== The data ==

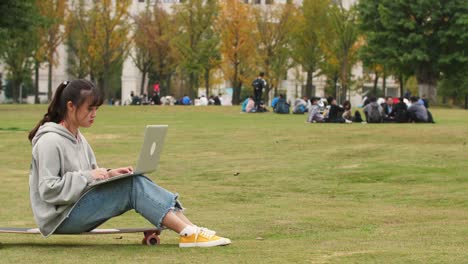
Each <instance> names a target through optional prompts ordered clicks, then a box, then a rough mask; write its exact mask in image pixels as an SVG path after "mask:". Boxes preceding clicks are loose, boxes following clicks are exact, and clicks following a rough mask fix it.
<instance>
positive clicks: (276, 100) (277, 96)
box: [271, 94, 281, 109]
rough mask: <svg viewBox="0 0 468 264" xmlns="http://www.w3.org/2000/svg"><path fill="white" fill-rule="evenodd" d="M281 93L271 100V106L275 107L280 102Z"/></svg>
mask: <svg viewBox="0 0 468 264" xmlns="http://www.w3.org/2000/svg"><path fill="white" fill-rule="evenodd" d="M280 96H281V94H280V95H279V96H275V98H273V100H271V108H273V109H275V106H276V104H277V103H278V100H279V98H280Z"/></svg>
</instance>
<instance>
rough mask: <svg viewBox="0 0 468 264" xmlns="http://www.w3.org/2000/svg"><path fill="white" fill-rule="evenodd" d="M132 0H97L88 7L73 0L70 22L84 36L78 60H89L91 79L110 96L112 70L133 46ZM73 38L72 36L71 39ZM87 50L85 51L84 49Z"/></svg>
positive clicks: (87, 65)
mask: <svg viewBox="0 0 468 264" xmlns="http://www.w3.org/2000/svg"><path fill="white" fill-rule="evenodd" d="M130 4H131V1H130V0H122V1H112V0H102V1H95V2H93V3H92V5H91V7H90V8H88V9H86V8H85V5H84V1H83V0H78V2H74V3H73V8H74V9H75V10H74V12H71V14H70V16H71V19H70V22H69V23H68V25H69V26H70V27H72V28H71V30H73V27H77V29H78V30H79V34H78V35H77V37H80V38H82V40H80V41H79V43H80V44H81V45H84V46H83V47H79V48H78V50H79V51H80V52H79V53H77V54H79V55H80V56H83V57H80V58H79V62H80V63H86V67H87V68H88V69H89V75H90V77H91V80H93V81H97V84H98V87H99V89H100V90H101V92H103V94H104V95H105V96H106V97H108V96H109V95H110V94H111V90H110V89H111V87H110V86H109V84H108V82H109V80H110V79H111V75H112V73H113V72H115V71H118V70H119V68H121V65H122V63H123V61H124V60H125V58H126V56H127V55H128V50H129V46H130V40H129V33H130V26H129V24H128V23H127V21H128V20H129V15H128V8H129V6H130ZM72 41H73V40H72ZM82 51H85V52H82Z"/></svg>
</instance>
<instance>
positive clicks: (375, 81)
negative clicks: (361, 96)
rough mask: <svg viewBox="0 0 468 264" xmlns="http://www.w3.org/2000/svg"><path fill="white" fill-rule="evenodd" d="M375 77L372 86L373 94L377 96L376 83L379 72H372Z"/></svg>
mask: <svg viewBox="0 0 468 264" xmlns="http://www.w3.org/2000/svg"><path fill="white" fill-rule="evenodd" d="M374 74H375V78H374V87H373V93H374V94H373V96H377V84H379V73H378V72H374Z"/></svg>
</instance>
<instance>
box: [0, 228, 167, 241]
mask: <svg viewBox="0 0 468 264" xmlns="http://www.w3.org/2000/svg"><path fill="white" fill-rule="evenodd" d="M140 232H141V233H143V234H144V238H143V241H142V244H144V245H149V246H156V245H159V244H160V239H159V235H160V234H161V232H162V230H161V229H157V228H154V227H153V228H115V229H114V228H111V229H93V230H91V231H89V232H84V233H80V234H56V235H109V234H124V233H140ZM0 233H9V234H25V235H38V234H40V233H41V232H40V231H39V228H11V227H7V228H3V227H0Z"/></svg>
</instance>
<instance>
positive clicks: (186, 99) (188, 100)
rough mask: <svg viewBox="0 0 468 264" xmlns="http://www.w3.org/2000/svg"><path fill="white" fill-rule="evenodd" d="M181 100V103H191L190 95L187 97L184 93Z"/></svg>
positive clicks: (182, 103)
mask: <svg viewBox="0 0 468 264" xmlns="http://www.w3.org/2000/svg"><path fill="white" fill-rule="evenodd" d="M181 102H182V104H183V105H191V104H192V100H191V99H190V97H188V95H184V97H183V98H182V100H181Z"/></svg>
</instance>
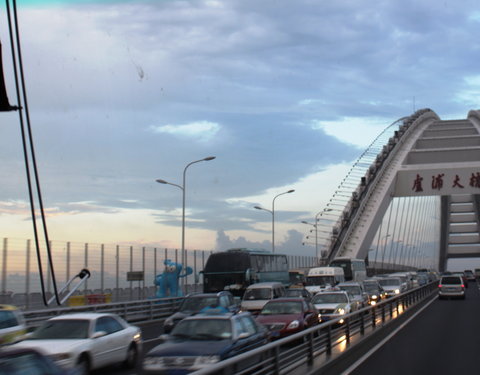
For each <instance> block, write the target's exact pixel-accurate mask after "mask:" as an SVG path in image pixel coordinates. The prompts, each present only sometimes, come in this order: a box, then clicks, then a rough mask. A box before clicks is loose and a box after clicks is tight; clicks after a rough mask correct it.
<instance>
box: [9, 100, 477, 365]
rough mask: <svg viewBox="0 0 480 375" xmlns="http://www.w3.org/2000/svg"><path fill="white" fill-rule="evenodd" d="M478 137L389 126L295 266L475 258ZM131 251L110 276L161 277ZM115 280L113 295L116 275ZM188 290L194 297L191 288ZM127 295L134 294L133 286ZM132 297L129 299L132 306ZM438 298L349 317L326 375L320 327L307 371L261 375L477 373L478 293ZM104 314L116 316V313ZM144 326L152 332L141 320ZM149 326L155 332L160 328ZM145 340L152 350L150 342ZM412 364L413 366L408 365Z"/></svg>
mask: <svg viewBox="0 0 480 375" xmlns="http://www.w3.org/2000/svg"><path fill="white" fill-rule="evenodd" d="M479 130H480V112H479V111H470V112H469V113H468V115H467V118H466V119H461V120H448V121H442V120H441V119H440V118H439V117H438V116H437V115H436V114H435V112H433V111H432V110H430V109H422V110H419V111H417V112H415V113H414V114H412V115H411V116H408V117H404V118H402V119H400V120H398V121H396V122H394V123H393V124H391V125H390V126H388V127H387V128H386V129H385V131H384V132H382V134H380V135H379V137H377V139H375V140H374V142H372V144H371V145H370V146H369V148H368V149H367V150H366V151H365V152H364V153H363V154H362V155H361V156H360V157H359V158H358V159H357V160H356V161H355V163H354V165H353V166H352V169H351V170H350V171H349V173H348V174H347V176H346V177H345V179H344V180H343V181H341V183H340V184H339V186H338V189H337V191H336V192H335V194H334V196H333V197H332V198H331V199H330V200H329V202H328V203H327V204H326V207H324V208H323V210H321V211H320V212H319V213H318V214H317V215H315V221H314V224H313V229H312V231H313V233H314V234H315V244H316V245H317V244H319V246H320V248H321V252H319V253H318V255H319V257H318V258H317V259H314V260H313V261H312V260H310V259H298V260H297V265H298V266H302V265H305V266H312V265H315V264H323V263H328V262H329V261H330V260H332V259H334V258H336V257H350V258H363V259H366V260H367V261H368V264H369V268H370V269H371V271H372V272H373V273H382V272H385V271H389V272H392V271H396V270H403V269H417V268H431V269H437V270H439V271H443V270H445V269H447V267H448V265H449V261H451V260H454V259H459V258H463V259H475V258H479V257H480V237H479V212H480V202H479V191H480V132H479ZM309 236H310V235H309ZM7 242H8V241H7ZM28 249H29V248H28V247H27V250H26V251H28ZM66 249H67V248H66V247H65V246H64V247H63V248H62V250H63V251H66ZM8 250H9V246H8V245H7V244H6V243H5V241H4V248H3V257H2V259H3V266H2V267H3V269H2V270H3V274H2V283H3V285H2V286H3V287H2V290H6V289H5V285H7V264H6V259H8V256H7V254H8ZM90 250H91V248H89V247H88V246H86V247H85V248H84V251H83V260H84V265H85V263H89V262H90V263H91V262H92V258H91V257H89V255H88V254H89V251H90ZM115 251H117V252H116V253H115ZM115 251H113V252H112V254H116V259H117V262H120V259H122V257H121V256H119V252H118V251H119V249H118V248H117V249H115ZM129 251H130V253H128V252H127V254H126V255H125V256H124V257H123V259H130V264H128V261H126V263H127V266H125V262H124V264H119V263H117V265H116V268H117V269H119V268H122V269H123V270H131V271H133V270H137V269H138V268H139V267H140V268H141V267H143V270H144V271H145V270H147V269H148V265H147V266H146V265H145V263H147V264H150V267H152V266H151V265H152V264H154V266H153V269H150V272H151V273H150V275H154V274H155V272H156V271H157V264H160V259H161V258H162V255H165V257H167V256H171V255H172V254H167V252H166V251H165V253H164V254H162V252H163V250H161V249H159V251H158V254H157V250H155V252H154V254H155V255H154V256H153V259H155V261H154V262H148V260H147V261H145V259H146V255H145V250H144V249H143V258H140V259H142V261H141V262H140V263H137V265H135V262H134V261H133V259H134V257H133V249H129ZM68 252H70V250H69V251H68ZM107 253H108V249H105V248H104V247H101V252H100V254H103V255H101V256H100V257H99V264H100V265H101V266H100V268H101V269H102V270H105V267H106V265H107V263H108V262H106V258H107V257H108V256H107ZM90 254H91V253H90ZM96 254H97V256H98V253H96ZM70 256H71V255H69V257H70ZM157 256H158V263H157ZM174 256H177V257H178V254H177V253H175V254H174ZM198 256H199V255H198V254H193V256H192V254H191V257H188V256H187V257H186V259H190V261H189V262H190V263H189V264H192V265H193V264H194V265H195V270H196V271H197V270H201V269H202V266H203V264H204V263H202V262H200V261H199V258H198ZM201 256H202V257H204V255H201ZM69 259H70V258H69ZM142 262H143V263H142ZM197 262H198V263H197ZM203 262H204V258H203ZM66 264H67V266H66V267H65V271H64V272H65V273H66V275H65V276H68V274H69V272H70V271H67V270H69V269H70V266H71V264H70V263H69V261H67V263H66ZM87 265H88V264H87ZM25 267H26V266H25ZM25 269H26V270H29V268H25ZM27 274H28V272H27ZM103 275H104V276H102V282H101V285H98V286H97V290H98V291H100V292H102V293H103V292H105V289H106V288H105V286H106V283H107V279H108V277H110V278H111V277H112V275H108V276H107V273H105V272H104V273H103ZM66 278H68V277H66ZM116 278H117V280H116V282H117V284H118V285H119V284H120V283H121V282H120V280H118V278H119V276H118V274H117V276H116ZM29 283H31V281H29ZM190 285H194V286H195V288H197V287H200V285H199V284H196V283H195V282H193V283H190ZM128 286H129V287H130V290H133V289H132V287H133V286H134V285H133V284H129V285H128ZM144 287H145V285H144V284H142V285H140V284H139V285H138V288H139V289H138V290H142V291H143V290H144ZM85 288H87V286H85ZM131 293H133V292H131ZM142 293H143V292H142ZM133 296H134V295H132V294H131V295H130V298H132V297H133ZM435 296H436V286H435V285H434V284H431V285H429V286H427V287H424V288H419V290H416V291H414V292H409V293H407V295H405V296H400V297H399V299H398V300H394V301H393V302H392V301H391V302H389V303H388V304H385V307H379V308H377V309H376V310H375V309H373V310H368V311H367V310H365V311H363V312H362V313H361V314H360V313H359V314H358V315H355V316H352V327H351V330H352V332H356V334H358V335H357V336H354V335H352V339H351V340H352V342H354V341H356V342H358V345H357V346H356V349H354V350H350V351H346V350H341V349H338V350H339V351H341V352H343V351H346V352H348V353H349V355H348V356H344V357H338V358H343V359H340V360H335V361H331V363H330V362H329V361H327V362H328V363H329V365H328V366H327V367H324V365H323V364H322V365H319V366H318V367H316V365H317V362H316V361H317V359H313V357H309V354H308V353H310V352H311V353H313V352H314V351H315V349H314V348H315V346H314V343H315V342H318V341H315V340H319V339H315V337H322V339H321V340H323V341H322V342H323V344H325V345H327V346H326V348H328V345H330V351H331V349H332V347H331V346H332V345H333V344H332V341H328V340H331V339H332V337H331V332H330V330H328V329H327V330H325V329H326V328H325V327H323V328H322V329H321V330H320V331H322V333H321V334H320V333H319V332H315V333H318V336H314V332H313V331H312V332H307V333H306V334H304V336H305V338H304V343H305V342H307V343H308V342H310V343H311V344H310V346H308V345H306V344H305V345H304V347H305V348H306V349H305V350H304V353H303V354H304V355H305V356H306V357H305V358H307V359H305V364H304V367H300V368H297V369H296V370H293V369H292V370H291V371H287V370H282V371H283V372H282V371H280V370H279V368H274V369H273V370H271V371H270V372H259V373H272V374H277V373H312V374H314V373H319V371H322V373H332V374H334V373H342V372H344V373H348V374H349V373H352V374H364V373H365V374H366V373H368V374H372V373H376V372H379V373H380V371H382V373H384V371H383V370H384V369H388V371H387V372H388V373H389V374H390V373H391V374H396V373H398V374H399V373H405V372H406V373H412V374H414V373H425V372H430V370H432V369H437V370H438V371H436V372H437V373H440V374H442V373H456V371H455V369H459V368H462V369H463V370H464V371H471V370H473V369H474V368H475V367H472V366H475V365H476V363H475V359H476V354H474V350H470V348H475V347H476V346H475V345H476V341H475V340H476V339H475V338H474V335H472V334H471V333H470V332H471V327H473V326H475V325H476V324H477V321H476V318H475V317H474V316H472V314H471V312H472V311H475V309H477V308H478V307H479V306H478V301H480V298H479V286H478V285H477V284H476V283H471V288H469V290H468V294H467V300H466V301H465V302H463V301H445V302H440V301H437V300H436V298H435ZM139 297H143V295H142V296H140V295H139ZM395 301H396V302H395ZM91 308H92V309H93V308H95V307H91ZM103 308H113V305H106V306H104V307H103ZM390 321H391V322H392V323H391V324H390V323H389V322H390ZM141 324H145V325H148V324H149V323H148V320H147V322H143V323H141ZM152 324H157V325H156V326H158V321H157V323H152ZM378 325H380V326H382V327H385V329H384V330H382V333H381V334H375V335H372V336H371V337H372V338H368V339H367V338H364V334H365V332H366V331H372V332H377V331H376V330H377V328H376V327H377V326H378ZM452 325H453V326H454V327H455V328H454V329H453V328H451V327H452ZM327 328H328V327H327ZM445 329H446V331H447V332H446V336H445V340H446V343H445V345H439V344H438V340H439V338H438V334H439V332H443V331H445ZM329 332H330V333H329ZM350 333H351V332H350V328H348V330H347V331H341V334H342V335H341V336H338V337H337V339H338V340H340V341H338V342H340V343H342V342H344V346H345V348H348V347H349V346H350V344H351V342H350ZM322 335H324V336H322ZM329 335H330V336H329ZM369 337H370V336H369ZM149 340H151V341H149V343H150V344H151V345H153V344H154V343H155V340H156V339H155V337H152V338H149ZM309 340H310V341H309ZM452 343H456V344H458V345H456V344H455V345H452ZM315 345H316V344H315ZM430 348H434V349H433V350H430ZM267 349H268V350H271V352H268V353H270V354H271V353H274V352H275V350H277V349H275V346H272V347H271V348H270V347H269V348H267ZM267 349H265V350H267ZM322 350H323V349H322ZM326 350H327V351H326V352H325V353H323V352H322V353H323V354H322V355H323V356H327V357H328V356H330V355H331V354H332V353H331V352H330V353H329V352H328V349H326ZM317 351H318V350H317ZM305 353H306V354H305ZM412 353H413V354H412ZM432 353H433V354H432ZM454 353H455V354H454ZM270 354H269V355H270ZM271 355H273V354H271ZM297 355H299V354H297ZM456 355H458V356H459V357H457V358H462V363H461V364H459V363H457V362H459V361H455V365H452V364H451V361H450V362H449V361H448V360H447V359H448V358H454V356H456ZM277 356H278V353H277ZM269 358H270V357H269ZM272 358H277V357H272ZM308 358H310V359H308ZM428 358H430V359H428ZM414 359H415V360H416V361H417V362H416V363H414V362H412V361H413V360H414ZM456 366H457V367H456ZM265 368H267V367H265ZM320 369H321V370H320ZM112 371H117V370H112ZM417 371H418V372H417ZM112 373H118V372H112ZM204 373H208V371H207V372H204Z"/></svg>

===

How to complete this task:
Show the lines of the entries that include the string "loose", copying each in full.

Written answer:
Each <instance> names a target through optional prompts ordered clicks, then a box, then a rough mask; write its exact mask in image pixels as an SVG path after "mask:". Boxes preceding clicks are loose, boxes following clicks are exact, and clicks following a rough mask fix it.
For each <instance> block, write the target's exact pixel-accurate mask after "mask:" as an SVG path in image pixel coordinates. The prompts, each present only sometimes, come in this order: a box, then clicks, then a rough mask. A box before clicks is loose and a box after clicks is tight; clicks after a rough mask correct it.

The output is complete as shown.